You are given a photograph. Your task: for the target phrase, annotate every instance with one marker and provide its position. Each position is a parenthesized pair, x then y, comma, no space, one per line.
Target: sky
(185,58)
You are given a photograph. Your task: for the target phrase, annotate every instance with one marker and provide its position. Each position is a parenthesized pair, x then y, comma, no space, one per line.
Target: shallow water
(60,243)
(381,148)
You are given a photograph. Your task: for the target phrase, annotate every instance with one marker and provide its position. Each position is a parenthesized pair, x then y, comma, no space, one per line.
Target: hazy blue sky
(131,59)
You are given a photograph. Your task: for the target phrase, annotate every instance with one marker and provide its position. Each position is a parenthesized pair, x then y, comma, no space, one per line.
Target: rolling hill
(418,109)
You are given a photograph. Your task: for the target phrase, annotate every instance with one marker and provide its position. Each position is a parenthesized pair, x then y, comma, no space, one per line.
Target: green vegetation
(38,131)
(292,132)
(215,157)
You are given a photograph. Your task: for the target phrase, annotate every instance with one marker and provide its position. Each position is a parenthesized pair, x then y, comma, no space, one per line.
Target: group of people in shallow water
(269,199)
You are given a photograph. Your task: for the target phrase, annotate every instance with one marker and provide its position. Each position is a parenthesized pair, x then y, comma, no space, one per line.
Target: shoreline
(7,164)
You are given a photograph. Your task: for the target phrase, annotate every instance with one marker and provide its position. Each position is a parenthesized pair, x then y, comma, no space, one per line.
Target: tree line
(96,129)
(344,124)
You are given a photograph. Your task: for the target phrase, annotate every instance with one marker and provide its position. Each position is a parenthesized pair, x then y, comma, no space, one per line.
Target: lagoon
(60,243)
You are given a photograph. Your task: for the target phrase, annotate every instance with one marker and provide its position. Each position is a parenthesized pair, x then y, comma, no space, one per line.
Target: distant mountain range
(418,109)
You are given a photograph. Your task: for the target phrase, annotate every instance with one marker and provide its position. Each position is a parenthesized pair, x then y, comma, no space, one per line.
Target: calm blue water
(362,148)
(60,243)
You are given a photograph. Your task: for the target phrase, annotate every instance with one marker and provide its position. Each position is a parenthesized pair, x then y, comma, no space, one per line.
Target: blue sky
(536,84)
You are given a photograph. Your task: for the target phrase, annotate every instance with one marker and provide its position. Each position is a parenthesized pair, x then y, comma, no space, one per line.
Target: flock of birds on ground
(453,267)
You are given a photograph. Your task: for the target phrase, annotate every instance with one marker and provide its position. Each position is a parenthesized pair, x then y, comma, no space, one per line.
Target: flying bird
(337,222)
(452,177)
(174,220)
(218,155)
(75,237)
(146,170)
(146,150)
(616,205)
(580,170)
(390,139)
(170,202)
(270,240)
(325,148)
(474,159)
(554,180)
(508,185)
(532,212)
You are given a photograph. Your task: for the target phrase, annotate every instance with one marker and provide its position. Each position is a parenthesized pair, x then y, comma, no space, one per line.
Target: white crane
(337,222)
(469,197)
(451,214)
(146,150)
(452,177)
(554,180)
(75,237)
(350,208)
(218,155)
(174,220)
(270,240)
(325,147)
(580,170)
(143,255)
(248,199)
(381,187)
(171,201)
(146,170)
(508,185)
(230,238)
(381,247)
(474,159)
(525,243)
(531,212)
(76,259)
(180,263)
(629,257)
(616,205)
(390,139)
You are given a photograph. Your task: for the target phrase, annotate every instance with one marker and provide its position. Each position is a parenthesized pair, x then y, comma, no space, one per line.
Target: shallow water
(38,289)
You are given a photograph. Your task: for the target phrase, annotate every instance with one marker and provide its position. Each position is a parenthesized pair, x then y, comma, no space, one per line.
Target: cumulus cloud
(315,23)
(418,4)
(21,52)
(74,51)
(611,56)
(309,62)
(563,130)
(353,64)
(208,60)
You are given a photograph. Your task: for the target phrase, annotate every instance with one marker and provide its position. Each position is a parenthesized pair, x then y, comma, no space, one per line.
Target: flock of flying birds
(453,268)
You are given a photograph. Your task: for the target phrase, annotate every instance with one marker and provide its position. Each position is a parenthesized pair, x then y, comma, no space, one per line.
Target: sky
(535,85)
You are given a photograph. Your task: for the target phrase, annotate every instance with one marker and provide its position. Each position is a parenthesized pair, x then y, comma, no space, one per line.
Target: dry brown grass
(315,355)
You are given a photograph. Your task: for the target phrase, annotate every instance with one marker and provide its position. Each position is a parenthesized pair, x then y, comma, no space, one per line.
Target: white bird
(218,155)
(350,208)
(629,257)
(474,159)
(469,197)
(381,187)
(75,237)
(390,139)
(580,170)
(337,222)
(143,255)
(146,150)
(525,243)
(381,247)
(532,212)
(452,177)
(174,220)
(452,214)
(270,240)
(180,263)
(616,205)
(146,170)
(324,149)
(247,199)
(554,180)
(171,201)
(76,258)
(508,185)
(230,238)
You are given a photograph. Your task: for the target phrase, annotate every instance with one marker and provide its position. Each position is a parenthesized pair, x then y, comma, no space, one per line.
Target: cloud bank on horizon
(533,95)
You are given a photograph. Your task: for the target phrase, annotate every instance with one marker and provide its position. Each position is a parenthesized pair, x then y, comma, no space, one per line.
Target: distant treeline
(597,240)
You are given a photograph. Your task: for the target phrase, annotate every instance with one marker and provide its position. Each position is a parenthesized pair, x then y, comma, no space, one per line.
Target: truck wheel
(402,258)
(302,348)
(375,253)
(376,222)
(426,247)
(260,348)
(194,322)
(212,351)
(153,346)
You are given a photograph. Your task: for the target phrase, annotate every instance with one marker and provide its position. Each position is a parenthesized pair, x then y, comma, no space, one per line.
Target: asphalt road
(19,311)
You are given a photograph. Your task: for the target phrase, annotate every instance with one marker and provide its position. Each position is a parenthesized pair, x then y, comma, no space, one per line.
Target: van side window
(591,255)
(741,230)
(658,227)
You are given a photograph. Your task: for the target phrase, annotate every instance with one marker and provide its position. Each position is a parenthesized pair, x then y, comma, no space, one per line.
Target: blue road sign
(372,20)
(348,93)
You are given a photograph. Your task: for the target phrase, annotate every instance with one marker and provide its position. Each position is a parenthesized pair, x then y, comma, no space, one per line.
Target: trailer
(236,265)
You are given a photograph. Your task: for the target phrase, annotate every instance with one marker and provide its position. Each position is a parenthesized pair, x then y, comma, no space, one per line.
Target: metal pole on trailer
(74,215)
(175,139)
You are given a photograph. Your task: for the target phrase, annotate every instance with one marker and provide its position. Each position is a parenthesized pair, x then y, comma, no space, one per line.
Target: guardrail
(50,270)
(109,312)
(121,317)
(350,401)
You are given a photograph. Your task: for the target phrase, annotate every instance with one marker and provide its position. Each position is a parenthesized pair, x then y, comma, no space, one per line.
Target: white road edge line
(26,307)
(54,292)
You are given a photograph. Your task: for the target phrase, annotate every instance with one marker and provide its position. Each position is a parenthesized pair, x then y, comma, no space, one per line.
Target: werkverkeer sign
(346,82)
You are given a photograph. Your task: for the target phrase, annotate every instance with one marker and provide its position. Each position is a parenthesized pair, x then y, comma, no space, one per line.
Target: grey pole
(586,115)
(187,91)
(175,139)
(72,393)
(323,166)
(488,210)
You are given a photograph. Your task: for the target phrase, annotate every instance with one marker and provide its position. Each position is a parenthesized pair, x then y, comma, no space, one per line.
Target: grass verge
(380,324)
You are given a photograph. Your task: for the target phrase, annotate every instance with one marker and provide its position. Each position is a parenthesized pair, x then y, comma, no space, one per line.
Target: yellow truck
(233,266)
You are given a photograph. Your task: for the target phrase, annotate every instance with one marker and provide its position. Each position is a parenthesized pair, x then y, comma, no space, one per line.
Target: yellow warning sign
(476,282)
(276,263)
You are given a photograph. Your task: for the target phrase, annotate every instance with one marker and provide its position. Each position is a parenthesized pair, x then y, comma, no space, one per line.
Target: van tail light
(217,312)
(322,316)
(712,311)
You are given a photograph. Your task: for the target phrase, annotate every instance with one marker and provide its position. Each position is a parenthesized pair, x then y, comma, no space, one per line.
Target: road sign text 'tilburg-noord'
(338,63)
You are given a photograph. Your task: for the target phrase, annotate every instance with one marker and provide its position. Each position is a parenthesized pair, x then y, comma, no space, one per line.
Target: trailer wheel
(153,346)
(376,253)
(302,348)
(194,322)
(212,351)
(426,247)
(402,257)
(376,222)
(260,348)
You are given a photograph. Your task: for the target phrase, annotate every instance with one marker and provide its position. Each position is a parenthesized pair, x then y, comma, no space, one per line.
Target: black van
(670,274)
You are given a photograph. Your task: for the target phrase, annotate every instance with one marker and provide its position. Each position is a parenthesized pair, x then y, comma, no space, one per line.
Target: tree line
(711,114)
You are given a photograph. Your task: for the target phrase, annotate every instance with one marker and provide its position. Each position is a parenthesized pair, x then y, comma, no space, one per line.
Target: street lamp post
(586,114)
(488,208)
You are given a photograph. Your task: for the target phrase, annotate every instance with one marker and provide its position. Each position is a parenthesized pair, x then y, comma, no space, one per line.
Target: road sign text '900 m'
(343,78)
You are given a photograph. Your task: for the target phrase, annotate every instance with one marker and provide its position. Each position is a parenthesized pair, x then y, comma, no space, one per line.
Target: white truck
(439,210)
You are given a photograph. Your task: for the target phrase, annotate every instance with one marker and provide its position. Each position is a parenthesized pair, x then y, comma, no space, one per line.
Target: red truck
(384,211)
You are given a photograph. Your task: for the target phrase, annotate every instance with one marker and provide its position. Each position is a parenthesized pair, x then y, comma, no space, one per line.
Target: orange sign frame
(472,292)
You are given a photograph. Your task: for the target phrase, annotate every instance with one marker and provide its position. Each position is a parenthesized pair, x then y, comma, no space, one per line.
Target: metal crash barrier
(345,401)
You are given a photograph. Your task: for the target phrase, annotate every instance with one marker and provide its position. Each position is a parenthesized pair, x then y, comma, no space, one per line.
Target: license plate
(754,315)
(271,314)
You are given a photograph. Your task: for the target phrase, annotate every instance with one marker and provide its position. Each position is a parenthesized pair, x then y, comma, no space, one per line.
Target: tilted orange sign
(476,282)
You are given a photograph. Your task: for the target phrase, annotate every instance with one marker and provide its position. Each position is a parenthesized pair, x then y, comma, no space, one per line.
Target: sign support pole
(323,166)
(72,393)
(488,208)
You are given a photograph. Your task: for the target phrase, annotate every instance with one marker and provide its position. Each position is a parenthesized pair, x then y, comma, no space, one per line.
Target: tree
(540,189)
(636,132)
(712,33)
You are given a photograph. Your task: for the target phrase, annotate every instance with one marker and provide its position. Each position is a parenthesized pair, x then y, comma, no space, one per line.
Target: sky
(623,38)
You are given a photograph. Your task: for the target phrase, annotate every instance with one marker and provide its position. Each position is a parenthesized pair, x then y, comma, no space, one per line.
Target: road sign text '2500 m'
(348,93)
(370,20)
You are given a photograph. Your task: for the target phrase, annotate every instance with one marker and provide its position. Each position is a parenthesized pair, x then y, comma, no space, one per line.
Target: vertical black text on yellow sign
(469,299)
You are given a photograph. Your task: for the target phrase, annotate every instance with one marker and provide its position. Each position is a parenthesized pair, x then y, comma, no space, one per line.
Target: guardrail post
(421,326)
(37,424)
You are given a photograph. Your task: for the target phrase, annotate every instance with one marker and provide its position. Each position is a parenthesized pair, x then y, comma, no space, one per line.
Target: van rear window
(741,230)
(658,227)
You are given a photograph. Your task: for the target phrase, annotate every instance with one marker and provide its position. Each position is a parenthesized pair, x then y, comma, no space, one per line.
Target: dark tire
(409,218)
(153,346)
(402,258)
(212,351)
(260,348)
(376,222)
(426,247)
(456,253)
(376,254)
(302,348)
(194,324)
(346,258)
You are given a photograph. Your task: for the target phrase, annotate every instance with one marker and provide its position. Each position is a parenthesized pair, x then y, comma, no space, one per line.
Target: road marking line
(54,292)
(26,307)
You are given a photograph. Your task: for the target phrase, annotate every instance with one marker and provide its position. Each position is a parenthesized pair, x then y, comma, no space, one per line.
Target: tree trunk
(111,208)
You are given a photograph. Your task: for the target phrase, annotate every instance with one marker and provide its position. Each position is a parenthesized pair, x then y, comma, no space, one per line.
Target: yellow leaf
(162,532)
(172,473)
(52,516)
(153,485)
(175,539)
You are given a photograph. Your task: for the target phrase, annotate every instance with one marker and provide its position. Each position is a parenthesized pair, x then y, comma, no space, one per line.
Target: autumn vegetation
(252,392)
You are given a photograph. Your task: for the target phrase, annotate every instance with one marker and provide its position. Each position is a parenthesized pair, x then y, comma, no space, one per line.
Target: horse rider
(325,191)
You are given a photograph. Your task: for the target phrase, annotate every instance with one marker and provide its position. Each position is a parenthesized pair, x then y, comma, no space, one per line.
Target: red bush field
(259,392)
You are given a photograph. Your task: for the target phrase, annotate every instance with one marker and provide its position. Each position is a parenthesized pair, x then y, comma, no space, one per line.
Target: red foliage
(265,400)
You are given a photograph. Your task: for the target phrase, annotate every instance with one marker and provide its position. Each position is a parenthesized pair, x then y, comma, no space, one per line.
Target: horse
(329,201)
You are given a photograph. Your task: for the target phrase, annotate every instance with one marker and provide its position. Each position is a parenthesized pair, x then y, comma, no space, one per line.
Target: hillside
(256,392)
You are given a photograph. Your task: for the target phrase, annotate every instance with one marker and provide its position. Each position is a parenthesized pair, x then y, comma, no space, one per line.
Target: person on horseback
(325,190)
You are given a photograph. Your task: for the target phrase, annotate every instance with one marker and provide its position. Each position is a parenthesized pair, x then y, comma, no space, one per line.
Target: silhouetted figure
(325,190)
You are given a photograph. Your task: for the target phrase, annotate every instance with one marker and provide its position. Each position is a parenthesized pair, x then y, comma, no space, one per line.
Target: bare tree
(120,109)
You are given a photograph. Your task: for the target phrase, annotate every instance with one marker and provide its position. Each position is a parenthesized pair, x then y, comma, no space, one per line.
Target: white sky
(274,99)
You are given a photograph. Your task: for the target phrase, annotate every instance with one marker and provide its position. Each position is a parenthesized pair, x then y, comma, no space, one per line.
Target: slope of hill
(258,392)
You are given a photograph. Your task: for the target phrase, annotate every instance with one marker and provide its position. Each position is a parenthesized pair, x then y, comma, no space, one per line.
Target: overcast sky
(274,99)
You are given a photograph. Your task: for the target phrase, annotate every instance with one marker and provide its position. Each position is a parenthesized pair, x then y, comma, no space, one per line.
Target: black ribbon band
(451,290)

○ ○ ○ ○ ○ ○ ○

WHAT IS EXPECTED: Copy out every line of the rows above that contains the string "grass". Matching is case-sensitive.

RIGHT ANSWER:
Target: dry brown grass
Target: grass verge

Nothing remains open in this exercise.